Stored data entries
Segment Open

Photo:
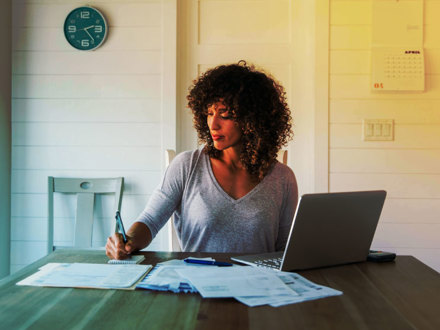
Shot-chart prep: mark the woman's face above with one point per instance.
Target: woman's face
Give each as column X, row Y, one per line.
column 225, row 132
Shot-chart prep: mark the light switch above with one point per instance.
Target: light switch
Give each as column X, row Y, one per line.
column 378, row 130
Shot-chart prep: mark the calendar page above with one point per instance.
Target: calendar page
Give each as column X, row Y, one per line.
column 397, row 69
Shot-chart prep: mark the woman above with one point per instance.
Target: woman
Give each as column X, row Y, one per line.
column 231, row 195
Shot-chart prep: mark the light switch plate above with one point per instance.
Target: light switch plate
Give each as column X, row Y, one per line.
column 378, row 129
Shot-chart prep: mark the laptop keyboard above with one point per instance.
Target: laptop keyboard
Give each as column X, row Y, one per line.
column 273, row 263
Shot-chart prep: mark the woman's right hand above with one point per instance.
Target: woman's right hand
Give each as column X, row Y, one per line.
column 117, row 249
column 138, row 237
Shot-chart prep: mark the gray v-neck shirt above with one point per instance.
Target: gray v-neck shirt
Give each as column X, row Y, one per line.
column 207, row 219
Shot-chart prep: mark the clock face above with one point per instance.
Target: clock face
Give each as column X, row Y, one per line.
column 85, row 28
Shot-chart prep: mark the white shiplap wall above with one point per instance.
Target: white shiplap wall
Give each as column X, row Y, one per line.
column 104, row 113
column 408, row 167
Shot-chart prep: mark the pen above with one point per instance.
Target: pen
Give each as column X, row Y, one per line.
column 120, row 226
column 207, row 262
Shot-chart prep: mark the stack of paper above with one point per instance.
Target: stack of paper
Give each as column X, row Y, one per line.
column 79, row 275
column 164, row 277
column 249, row 285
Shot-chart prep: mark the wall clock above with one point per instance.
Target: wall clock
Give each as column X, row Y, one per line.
column 85, row 28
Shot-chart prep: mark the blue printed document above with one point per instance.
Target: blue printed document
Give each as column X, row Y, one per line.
column 85, row 275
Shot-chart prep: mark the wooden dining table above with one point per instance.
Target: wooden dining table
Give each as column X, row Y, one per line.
column 403, row 294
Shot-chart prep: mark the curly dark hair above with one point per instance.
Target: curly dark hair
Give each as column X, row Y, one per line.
column 255, row 101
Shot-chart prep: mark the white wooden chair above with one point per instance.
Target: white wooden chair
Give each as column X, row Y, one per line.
column 175, row 246
column 85, row 190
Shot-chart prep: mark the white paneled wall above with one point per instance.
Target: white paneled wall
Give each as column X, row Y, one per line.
column 104, row 113
column 408, row 167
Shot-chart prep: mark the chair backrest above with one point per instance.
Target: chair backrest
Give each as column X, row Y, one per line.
column 85, row 190
column 175, row 246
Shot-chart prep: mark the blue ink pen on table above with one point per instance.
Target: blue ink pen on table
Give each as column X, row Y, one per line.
column 207, row 262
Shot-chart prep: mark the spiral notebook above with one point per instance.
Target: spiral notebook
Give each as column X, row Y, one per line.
column 137, row 259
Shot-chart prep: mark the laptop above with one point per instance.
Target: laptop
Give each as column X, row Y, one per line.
column 328, row 229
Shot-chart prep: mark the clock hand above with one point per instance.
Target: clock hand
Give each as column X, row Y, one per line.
column 89, row 35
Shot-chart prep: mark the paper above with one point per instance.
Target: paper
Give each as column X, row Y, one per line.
column 80, row 275
column 164, row 277
column 249, row 285
column 137, row 259
column 217, row 282
column 305, row 289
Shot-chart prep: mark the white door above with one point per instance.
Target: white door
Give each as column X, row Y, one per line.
column 278, row 36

Segment Closed

**Exercise details:** Extract from the records above the lines from the one containing "Shot-chart prep: mark the clock face" to the one containing "Shot-chart prep: mark the laptop above", both lines included, exactly as they appear and with nothing else.

**Final answer:**
Shot-chart prep: mark the clock face above with one point per instance.
Target: clock face
Give each as column X, row Y, one per line.
column 85, row 28
Shot-chart prep: mark the white shiplap wall above with one point per instance.
Target: white shiplap wall
Give each as column X, row Y, one per line.
column 104, row 113
column 408, row 167
Shot-chart prep: mark the pen above with one point per instance.
Target: pen
Give each as column X, row Y, one per line.
column 120, row 226
column 207, row 262
Shot-chart prep: mark the stack of paper above with one point per instance.
Target: stack of paper
Give each as column X, row Y, one per line.
column 79, row 275
column 164, row 277
column 249, row 285
Shot-chart prep: mark the wall clock above with one point per instance.
Target: wall clock
Give each as column X, row Y, one per line.
column 85, row 28
Shot-chart prep: mark the blue printed document above with one point per instance.
Target: blue printed document
Give each as column X, row Y, one per line.
column 85, row 275
Shot-chart prep: mark the wooden dining table above with one point per instance.
Target: wooden dining table
Give each as column X, row Y, one per line.
column 403, row 294
Shot-chart prep: mark the curly dark hair above with one point per instance.
Target: curly dark hair
Give each as column X, row Y, one per line.
column 255, row 101
Shot-chart prep: mark the white wooden chair above with one point per instance.
Target: white wooden chair
Give each as column X, row Y, one per line.
column 175, row 246
column 85, row 190
Shot-chart prep: mark the white paneled wall above with one point per instance.
Target: white paneled wall
Give each as column X, row Y, one per line.
column 104, row 113
column 408, row 167
Shot-chart prep: mark the chair backrest above with one point per instance.
Target: chair backrest
Give each as column X, row Y, one per line.
column 85, row 190
column 175, row 246
Shot-chart prep: mark the blue ink pen on table above with one point per instance.
Target: blue ink pen on table
Give each as column X, row Y, one per line.
column 207, row 262
Shot-chart prep: mark the spiral notebook above with one point per instance.
Target: spiral notebook
Give each as column X, row Y, one per line.
column 137, row 259
Shot-chart prep: mark the laptop above with one point per instance.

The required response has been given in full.